## Problems to solve
1) In the article about Marshall swimmer Kacey Preun, give the part from "Preun came to" up to and including "and more demanding." again with "aunt" replaced by "cousin".
2) According to the article about Marshall swimmer Kacey Preun, why does she train by herself on Mondays and Wednesdays? Answer in one to three sentences.
3) Go on with the article about Marshall swimmer Kacey Preun from where it stops.

## Supplied passage
================================
HUNTINGTON — Kacey Preun’s goal for Marshall at this week’s Conference USA Swimming and Diving Championships may seem daunting: for every member of her team to turn in a career-best performance. But she’s confident the Herd can pull it off.
“I have never before been this excited for a meet,” said Preun, a sophomore. “We are going to do amazing things, I just know it. It’s showing in our practices, both individually and in the team events.
“All the hard work and the time we’ve invested this year will show up at the Conference USA meet. We know it.”
The championships run from Wednesday through Saturday in Houston.
Preun, who hails from St. Andrews, Manitoba, is pushing herself to help lead the way toward that end. It won’t be easy for someone who holds Marshall’s top active times in freestyle events ranging from 200 yards to the mile, in the 200 breaststroke, the 200 and 400 individual medley and also as a part of a few relay teams.
As a nursing student who often spends much of her week off campus at Cabell Huntington Hospital, Preun is accustomed to the hours of work and preparation needed to reach her goals.
“It makes for long days, but I love swimming and I love nursing and it’s all worth it,” she said. “Because of my school and the times I’m required to be at the hospital, I have to come train by myself on Mondays and Wednesdays after everybody else has finished.
“Or on other days I might have to come do distance training for two hours early in the morning, and then go to the hospital for four hours, grab something to eat and come back in the afternoon to go to class … then studying and everything else, too.”
Preun came to Marshall knowing she wanted a medical career of some sort, inspired by an aunt who is a nurse. The long hours required of nursing students combined with the rigors of being a student-athlete didn’t deter her.
“I don’t get to take naps anymore,” she laughed. “As swimmers we get up early and train, then we have classes and everything, but we fit in a nap somewhere to make up for it.
“But not with this schedule. So at the end of an especially long day I might ask myself why I’m doing all this, the answer is that I love all these things and wouldn’t want to give them up.
“Nursing is going to be a great career for me and I only have two more years to swim and I want to make all of that I possibly can.”
That’s the case, even though she knows her hours are only going to get longer and more demanding.
“We’re at the hospital every other week right now, but by the end of the semester we’ll be there every single week,” Preun said. “That means I’m assigned a patient at the hospital and go there with them one day that week. But in addition to that, we go there the day before to get all the information and do the pre-planning, which takes the whole day.
“My day with the patient is Thursdays, so all day Wednesday is preparing and making sure I’m ready to do things right. It’s spent getting that patient’s information, then putting together the proper plan for how to treat them. So you put that together and turn it in to make sure it’s right, then you actually carry it all through on Thursday.”
The difficulty level for this year was bumped up a notch due to a coaching change, meaning Preun and her teammates had to get to know a new staff led by veteran Coach Bill Tramel.
“It was hard at the beginning of the year because we had the new coach and a new way of doing things,” Preun said. “But we’ve had time to get used to that and we’ve come a long way.
================================
## Information given
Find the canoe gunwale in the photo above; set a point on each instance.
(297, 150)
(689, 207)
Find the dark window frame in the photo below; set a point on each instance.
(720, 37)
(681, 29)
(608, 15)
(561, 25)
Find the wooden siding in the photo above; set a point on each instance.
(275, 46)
================================
## Results by task
1)
Preun came to Marshall knowing she wanted a medical career of some sort, inspired by an cousin who is a nurse. The long hours required of nursing students combined with the rigors of being a student-athlete didn’t deter her.
“I don’t get to take naps anymore,” she laughed. “As swimmers we get up early and train, then we have classes and everything, but we fit in a nap somewhere to make up for it.
“But not with this schedule. So at the end of an especially long day I might ask myself why I’m doing all this, the answer is that I love all these things and wouldn’t want to give them up.
“Nursing is going to be a great career for me and I only have two more years to swim and I want to make all of that I possibly can.”
That’s the case, even though she knows her hours are only going to get longer and more demanding.

2) Her nursing studies require her to be at the hospital at set times. So on Mondays and Wednesdays she has to train alone after everybody else has finished.

3)
“As our season went on, we began seeing improvement in the different meets we competed in, and that kept giving us more and more confidence that what we are doing is working.
“I look back and see how a time improved in the last competition and I know, ‘This is working, and I know I’ll do even better because I’ve put in even that much more work since then.’”
Preun’s personal goals include turning in an NCAA-qualifying time in the mile freestyle, and she thinks this season’s work under the new staff has made that realistic.
“The focus and work has been on improving different skills and techniques,” she said. “For instance, if I’ve been using a short, choppy stroke, and then I’m taught to lengthen and smooth out my stroke, and I practice and get better at that – in a distance event, just think how many of those strokes add up, each one helping improve my time a little.
“You’re that much more efficient, which means you have that much more energy at the end part of the race, especially for me when I’m swimming the mile.
“Things like that, things like breathing patterns, streamlining your turns – in distance events, if you’re a little better in each of those things, because you repeat them all so often, it makes a big difference in your time.”
Even if an NCAA time doesn’t come quite yet, Preun will know Marshall is on the right path if she and her teammates reach that main goal.
“Sure we’d like to move higher in the team point totals than we ever have before,” she said. “But if we all go out there and do better than we have in our events, that would show a whole lot for a year with a new coach and all the change.
“If we all finish the year with personal bests, it would just reinforce how we’re on the right track and have everyone excited to come back and do even more and better things next year.”
It’s all about creating a winning attitude within the program.
“What we needed to learn this year, and what we’re in the process of learning, is to be confident swimmers,” Preun said. “We want to even have some confident arrogance.
“We want to go out there thinking, ‘I’m going to rock your socks. I’m going to fly right by you.’ If we can all do better this week than we ever have before, it sets us up to keep building that attitude within our team.”